— begin Recorded information —

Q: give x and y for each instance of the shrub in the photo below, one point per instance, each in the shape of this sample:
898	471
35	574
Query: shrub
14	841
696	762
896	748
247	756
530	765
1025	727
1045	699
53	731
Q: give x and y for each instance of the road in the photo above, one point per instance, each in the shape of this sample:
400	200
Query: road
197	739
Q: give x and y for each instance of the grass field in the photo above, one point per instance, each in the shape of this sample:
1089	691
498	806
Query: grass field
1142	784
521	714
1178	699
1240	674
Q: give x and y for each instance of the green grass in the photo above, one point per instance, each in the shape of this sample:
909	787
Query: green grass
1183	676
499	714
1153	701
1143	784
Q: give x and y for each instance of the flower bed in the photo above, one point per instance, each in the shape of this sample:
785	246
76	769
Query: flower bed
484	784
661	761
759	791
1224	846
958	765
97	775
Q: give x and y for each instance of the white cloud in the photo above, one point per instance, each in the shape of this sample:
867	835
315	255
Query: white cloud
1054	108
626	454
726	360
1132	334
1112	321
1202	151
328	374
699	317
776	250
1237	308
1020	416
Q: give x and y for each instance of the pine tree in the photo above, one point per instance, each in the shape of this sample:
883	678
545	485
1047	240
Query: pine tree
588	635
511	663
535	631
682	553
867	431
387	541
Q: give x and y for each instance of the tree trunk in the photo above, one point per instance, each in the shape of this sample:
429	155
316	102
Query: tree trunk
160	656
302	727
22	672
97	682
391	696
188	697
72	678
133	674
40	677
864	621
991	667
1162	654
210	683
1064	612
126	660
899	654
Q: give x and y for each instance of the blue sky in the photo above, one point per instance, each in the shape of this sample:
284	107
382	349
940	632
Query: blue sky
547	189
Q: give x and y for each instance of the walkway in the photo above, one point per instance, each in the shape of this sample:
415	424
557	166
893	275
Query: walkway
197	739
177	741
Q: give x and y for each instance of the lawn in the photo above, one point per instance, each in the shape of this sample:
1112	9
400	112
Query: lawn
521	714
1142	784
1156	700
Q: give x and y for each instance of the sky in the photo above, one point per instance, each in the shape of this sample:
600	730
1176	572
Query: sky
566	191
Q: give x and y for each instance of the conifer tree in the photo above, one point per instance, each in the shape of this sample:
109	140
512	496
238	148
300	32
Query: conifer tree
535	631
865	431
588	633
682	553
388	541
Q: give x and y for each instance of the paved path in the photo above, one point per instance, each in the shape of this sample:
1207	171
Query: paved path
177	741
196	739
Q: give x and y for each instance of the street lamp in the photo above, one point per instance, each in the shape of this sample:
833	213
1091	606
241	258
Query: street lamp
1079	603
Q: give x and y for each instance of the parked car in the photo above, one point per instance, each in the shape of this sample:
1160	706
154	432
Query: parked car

— end Recorded information —

- [Instruction] Write out the data unchanged, starting at the line that contains "Q: give x and y for each instance of the parked" and continuing through the end of the data.

- [Exercise solution]
Q: give x and y for each instance of the parked car in the photo above, one point per instance, each in the shape of this sample:
1160	706
154	432
Query: parked car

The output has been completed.